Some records
- - -

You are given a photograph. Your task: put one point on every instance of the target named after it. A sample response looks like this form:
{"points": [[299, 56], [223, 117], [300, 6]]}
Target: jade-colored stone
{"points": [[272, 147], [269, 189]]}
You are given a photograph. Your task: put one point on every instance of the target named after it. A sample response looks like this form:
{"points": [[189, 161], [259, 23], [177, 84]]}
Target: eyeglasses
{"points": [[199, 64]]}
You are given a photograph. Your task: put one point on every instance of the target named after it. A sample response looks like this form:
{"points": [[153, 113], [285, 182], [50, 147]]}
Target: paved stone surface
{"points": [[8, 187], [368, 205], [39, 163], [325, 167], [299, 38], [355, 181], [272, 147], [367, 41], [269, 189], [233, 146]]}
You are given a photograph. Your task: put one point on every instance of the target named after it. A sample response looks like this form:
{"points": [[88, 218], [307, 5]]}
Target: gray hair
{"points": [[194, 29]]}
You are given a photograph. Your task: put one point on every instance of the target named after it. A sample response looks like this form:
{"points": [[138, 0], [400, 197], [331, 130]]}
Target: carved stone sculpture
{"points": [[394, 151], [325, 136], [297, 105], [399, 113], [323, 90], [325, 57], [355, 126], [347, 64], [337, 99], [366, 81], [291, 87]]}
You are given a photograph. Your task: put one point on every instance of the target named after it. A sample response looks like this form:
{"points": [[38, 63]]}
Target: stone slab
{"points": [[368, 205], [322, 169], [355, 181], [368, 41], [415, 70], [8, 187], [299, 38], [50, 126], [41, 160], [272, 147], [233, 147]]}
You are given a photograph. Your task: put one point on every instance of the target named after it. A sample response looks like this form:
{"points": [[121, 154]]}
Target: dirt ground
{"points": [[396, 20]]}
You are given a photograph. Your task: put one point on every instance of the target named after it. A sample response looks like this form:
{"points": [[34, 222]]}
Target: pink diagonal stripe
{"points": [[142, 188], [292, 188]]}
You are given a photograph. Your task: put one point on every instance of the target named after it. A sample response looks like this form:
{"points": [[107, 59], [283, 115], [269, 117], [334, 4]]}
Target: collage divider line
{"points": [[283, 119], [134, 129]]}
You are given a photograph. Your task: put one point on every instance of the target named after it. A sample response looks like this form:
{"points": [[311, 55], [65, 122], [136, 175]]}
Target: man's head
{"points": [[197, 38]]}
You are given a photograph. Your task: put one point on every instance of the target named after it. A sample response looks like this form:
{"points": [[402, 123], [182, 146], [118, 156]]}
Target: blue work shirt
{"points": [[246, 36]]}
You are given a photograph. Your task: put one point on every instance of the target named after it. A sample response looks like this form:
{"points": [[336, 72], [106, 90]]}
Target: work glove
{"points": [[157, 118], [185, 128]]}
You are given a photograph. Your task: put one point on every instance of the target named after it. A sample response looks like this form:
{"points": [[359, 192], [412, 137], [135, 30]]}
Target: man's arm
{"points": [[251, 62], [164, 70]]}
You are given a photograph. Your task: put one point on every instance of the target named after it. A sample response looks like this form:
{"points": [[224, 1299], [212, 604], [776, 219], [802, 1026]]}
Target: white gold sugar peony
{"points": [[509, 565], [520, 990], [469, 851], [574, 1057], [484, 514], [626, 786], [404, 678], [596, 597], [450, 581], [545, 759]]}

- - -

**Your goal**
Return all of the above records exactly, leaving no line out.

**Task solution**
You are given a photograph. Your task: put one point on every instance of the target named after it. A sample response looks like this form:
{"points": [[299, 56], [223, 117], [300, 6]]}
Target: jade-colored stone
{"points": [[272, 147], [269, 189]]}
You are given a photograph. Your task: put one point on every instance of the target named after it. A sample response looks like this form:
{"points": [[189, 161], [259, 23], [177, 84]]}
Target: eyeglasses
{"points": [[199, 64]]}
You are given a photograph. Your task: put one point on every instance of the target named after it. A sample response looks like this form:
{"points": [[153, 113], [285, 182], [50, 147]]}
Target: paved stone surface
{"points": [[8, 187], [368, 205], [39, 163], [325, 167], [299, 38], [355, 181], [272, 147], [367, 41], [269, 189], [233, 146]]}
You are given a photograph. Your task: put one point on every instance of the target named after it. A sample response looks like this form:
{"points": [[88, 218], [307, 5]]}
Target: gray hair
{"points": [[194, 29]]}
You are given a photograph. Your task: put one point on every instance of the target named after it. A sample response looks like this form:
{"points": [[138, 0], [400, 197], [331, 130]]}
Target: carved stone sculpture
{"points": [[394, 151], [325, 136], [297, 105], [399, 113], [323, 90], [325, 57], [355, 126], [347, 64], [337, 99], [366, 81], [291, 87]]}
You are given a photograph. Your task: put one point on every instance of the target named after it. A sample response looks like this form:
{"points": [[38, 63]]}
Target: stone slab
{"points": [[368, 205], [322, 169], [355, 181], [368, 41], [415, 70], [8, 187], [299, 38], [50, 126], [41, 160], [272, 147], [233, 147]]}
You are given a photograph. Your task: put one point on every instance of the target named after it. A sample response looks like this form:
{"points": [[121, 154]]}
Target: dirt ground
{"points": [[396, 20]]}
You are given a photograph. Your task: put one point on every instance of the target named after it. A sample response looks like this form:
{"points": [[34, 222]]}
Target: pink diagonal stripe
{"points": [[142, 188], [292, 188]]}
You are given a photograph. Your task: put one point on every instance of the target named after it. A sample response looks like this form:
{"points": [[107, 59], [283, 115], [269, 117], [334, 4]]}
Target: collage divider line
{"points": [[283, 119], [134, 129]]}
You are given a photograph. Your task: put one point on every instance of the target named after it. A sample response looks like this form:
{"points": [[311, 55], [65, 122], [136, 175]]}
Target: man's head
{"points": [[197, 38]]}
You are given a photograph. Your task: put one point on every instance of the target named after it. A sample response looks like this form:
{"points": [[402, 123], [182, 146], [118, 156]]}
Target: blue work shirt
{"points": [[246, 36]]}
You are given a photograph. Your task: put one point on every instance of the target named after it. A sample response looks like this form:
{"points": [[336, 72], [106, 90]]}
Target: work glove
{"points": [[157, 118], [185, 128]]}
You are given a photograph. Your task: put one point on every instance of the target named after it. A sample response looks like this form:
{"points": [[359, 192], [412, 137], [135, 30]]}
Target: man's arm
{"points": [[251, 62], [164, 70]]}
You are given a photograph. Your task: put one point on every instance of the target named after it. A sample response looks like this form:
{"points": [[224, 1299], [212, 604], [776, 219], [802, 1026]]}
Target: white gold sugar peony
{"points": [[509, 565], [520, 990], [469, 851], [574, 1057], [484, 514], [626, 786], [404, 678], [596, 597], [450, 581], [545, 759]]}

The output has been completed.